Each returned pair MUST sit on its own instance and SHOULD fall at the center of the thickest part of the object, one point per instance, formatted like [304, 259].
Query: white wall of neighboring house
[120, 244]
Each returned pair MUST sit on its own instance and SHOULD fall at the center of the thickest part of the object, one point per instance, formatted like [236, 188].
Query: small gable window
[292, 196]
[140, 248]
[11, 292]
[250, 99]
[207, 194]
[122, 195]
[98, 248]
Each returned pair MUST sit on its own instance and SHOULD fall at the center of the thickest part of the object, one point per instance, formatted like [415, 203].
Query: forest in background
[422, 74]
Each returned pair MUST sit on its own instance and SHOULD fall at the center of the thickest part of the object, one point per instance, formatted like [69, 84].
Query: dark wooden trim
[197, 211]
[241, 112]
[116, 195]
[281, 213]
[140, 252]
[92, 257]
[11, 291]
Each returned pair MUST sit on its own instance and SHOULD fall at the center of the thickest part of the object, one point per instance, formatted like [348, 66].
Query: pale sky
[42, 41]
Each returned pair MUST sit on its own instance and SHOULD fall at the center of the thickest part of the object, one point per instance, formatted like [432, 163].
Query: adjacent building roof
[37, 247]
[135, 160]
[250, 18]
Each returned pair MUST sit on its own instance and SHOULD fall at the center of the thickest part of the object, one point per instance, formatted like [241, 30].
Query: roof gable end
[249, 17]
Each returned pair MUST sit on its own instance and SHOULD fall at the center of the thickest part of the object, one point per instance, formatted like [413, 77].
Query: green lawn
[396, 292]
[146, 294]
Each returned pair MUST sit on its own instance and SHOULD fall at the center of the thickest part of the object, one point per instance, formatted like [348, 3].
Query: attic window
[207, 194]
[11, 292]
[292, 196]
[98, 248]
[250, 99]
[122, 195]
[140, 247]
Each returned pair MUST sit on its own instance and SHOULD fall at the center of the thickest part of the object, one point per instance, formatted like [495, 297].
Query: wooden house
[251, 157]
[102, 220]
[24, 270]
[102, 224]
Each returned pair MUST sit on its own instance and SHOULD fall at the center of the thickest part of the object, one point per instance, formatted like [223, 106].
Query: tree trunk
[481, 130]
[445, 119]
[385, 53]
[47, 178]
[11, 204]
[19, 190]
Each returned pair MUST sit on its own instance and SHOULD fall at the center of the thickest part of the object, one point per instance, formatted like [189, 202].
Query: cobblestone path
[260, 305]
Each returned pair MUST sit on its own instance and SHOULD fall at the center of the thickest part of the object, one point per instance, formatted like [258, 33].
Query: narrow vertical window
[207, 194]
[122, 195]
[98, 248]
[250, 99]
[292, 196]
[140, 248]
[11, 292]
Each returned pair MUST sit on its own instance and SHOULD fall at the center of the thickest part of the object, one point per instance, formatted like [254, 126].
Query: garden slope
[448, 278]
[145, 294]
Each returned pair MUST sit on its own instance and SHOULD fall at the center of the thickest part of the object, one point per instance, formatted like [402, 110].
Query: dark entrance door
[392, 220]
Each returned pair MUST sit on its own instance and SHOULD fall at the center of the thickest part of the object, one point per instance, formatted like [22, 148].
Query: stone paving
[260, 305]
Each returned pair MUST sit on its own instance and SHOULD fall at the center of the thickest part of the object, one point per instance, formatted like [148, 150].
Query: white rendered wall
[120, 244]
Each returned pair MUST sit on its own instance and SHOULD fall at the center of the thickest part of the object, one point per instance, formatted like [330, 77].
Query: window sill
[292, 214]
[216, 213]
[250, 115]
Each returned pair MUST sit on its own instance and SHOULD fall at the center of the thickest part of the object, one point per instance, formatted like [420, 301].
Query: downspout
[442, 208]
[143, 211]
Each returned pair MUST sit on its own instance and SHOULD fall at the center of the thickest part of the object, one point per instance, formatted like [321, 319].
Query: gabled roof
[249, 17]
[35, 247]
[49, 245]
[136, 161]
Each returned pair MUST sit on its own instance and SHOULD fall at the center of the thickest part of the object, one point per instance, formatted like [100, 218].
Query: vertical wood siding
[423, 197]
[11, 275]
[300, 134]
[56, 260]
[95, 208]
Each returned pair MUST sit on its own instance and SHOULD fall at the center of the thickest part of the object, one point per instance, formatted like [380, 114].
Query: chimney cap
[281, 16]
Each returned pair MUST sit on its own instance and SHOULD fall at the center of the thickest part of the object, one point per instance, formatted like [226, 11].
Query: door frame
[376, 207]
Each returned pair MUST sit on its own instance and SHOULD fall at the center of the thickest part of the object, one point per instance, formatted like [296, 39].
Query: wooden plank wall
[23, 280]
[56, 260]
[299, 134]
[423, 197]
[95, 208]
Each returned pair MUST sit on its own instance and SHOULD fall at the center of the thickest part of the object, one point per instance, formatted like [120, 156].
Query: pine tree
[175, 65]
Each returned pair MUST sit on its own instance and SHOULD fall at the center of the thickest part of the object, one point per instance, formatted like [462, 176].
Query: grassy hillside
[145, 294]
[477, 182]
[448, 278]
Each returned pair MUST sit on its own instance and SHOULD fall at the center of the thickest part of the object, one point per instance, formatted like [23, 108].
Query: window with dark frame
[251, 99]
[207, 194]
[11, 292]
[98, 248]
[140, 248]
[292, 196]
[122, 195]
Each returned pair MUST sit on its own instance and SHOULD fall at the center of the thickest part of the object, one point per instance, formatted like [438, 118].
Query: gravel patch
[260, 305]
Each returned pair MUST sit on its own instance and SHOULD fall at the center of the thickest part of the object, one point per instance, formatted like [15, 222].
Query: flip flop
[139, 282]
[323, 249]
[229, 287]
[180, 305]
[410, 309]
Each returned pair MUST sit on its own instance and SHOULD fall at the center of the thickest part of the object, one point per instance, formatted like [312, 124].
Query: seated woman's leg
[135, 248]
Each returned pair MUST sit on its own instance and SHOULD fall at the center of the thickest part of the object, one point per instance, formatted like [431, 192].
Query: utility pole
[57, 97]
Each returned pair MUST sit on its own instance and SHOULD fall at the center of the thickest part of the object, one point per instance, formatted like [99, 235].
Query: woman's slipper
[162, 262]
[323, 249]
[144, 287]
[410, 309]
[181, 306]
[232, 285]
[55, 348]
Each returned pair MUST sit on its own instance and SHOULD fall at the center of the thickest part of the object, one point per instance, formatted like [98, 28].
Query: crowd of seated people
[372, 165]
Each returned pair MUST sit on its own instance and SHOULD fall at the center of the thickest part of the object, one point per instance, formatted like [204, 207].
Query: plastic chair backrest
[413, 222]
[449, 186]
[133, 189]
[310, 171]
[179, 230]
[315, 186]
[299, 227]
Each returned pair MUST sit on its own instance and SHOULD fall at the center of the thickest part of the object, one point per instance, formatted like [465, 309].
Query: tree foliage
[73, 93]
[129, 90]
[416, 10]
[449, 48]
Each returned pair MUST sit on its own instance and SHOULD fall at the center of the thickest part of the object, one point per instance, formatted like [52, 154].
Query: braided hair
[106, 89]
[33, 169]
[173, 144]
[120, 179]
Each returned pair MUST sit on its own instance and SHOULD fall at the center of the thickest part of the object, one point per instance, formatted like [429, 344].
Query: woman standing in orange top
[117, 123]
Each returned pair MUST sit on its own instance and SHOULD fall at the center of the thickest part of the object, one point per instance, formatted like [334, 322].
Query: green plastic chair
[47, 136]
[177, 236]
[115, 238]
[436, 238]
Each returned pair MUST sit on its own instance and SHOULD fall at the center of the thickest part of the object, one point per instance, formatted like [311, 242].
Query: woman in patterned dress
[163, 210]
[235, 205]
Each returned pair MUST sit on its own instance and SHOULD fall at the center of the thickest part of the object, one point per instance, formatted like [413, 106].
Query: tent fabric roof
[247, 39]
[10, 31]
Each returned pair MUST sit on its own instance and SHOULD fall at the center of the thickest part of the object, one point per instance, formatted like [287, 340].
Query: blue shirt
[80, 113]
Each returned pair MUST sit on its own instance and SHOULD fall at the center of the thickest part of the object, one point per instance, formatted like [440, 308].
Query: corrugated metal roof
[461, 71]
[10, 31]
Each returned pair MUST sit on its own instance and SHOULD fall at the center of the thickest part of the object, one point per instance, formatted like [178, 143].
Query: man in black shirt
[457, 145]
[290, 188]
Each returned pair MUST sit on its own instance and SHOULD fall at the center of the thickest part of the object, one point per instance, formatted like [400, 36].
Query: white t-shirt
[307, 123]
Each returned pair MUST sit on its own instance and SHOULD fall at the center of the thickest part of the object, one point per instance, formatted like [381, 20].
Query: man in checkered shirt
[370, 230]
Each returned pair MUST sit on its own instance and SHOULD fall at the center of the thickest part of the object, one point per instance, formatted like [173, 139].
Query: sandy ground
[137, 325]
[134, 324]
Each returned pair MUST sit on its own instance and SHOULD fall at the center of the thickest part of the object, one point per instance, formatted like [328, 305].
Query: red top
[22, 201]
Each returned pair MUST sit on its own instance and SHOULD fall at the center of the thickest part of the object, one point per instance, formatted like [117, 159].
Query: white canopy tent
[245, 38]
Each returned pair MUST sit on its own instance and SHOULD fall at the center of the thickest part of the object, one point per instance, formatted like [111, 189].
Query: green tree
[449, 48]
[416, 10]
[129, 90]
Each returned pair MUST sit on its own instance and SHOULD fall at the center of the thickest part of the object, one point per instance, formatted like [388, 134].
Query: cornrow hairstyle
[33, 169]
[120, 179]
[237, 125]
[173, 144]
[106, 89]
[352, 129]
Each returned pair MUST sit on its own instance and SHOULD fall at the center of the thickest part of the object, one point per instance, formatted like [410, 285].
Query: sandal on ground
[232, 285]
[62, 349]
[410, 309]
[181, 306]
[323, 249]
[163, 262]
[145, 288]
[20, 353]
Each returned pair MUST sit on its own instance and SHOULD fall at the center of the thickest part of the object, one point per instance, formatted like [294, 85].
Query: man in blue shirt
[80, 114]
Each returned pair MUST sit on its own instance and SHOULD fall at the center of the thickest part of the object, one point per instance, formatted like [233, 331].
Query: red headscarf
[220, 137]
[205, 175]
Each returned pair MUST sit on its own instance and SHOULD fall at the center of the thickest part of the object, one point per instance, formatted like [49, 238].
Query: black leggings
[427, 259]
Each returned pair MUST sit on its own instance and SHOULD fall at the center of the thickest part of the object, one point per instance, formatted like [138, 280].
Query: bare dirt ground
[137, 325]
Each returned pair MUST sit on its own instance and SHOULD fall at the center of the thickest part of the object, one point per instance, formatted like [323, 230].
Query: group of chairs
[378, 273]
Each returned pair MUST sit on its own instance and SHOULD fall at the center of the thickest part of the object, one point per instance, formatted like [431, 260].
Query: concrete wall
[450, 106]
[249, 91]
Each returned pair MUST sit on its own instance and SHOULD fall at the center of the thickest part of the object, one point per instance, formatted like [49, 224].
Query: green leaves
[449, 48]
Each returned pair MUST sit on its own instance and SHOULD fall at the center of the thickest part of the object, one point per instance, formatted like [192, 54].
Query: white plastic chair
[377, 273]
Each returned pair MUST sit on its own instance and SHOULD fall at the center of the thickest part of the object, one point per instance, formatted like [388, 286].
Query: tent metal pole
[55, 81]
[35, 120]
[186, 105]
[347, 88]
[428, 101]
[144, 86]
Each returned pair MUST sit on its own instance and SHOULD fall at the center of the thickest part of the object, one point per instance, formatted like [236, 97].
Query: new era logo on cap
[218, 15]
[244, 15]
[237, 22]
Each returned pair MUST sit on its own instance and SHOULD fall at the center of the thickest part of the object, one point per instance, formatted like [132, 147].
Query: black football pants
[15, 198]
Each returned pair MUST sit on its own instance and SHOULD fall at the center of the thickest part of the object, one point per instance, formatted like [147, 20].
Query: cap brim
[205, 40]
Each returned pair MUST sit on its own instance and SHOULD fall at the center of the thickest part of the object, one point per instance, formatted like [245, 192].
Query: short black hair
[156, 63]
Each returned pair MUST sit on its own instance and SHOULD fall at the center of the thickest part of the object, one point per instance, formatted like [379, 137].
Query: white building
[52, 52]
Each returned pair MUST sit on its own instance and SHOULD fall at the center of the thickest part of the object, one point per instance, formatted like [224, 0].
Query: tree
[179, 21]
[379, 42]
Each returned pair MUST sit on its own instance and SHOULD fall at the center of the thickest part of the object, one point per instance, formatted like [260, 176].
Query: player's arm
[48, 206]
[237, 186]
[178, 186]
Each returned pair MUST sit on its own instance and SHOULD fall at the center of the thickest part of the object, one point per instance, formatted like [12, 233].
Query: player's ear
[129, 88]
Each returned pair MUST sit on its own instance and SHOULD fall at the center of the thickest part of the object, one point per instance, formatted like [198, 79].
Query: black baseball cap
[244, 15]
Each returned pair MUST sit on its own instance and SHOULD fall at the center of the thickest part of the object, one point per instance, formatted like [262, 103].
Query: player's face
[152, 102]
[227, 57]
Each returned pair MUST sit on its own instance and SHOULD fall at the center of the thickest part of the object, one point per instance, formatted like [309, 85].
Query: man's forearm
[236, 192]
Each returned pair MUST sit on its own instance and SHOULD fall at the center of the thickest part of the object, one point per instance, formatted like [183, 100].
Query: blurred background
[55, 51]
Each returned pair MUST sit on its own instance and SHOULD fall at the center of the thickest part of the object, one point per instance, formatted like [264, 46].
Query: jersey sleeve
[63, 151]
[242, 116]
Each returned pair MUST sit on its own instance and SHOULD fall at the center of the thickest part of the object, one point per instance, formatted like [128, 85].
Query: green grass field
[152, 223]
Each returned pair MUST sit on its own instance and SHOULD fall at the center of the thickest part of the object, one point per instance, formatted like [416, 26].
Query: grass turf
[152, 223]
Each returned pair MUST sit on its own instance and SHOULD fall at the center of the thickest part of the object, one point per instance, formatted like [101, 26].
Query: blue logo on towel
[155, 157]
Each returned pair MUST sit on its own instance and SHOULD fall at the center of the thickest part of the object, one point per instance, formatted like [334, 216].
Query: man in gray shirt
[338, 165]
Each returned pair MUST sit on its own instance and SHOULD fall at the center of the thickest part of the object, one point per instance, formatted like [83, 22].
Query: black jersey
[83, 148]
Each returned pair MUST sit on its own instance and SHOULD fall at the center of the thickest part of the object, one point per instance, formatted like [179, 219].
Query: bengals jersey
============
- **Work request**: In the material above, find the line containing "Query: sandy ground" and the line containing "like [388, 134].", then write out exactly those two lines and every line between them, and nothing more.

- **Written answer**:
Query: sandy ground
[137, 325]
[134, 324]
Each returned pair MUST sit on its own instance and SHOULD fall at the center of the thickest part of the object, one point per instance, formatted like [328, 305].
Query: red top
[22, 201]
Each returned pair MUST sit on its own instance and SHOULD fall at the center of the thickest part of the object, one point per instance, formatted like [117, 159].
Query: white canopy tent
[245, 38]
Each returned pair MUST sit on its own instance and SHOULD fall at the center of the thickest part of the object, one point per instance, formatted like [111, 189].
Query: green tree
[449, 48]
[416, 10]
[129, 90]
Each returned pair MUST sit on its own instance and SHOULD fall at the center of the thickest part of the object, one point per instance, formatted like [388, 134].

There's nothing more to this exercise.